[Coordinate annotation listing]
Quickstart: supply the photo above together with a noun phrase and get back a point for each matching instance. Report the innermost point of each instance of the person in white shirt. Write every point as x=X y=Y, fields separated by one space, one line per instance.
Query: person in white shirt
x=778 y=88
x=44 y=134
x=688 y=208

PROBLEM DESCRIPTION. Lay out every line of the listing above as a numbered list, omitting any blank lines.

TASK SOLUTION.
1. Quickstart: supply the photo above together with a noun phrase and get back a point for each matching instance. Report the innermost point of each instance of the person in white shirt. Write every point as x=X y=Y, fields separated by one space, one line per instance.
2. Query: person in white shirt
3. x=778 y=88
4. x=44 y=134
5. x=688 y=208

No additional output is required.